_Task goal:_
Please gather every line of the records below that contains the word "storage", treating uppercase and lowercase as different.

_Records for this task:_
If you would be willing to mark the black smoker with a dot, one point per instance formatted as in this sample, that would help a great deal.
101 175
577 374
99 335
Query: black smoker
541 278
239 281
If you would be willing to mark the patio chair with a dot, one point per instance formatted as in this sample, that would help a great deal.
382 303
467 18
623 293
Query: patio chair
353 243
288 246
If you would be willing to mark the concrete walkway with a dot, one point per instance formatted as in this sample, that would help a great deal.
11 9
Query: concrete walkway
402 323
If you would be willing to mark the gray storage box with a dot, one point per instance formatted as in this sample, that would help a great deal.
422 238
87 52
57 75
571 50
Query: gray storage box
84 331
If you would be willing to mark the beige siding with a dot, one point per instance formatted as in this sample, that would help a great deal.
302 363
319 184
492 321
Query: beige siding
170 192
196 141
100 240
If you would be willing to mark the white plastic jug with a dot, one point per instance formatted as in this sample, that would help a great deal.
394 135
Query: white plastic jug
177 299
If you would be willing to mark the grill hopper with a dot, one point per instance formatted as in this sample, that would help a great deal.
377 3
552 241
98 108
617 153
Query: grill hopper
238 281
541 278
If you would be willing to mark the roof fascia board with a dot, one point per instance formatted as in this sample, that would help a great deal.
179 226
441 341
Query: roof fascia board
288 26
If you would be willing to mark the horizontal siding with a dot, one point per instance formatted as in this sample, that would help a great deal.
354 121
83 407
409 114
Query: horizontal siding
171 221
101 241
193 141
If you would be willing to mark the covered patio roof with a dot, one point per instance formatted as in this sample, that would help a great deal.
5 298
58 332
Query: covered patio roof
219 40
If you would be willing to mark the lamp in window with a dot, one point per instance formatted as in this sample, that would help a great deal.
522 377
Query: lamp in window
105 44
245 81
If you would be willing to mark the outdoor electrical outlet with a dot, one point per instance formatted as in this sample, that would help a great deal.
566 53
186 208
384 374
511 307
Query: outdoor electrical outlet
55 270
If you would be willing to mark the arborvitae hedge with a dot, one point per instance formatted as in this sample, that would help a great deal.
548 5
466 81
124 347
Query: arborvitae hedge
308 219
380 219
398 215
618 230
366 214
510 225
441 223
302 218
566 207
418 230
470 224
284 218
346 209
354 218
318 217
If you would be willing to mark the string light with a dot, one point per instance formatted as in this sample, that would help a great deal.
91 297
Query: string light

---

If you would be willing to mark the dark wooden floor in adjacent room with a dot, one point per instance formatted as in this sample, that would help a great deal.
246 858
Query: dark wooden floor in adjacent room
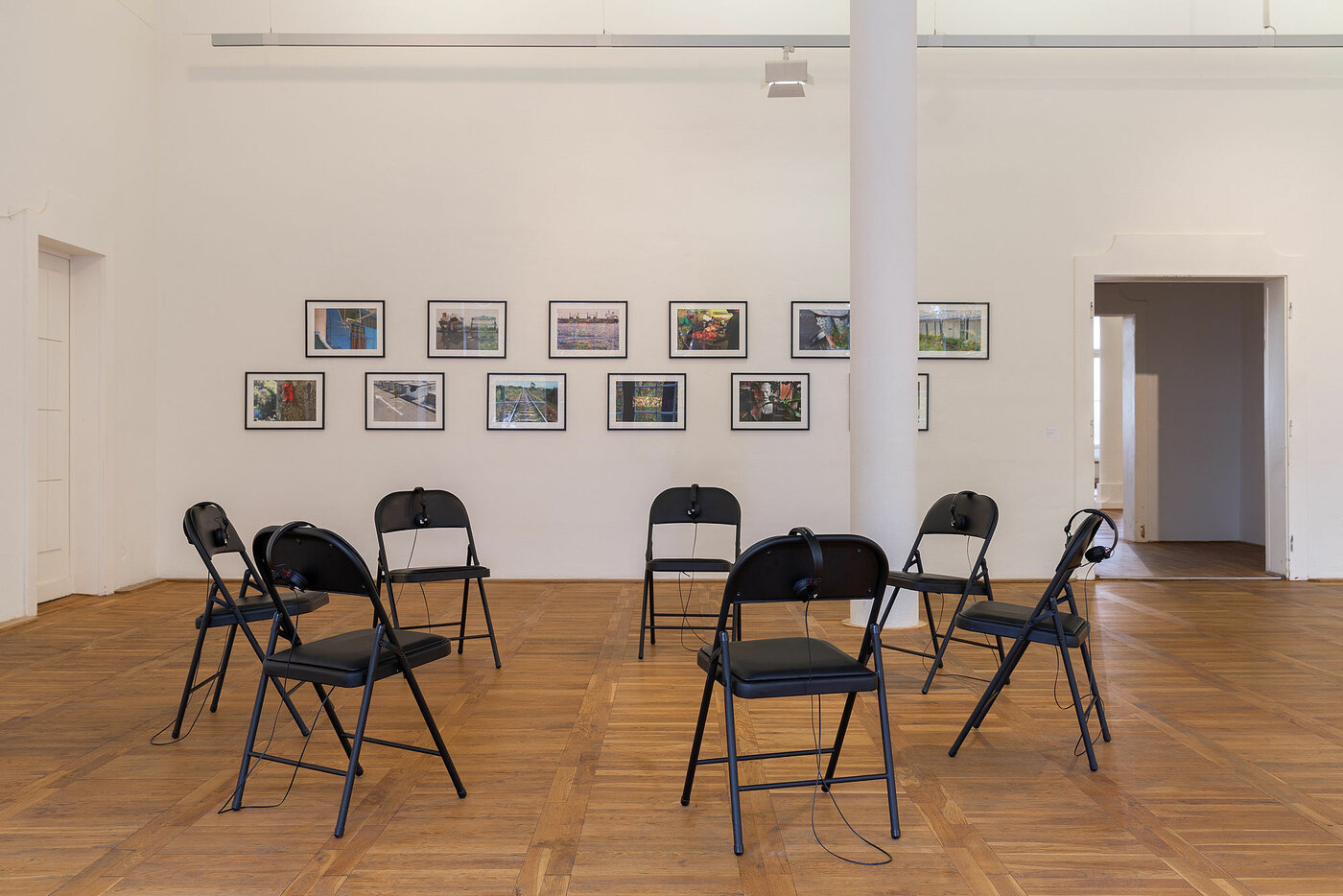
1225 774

==

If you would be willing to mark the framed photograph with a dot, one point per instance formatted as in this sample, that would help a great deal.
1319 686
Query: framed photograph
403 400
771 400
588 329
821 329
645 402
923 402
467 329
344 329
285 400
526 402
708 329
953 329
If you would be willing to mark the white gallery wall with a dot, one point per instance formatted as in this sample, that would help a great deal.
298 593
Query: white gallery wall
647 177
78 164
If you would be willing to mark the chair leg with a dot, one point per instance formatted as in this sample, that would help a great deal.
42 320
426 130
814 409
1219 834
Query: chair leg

_Task output:_
If you would be willing to mark the gray storage box with a dot, one point per instance formatted as in this sample, that would help a great deal.
Query: gray storage box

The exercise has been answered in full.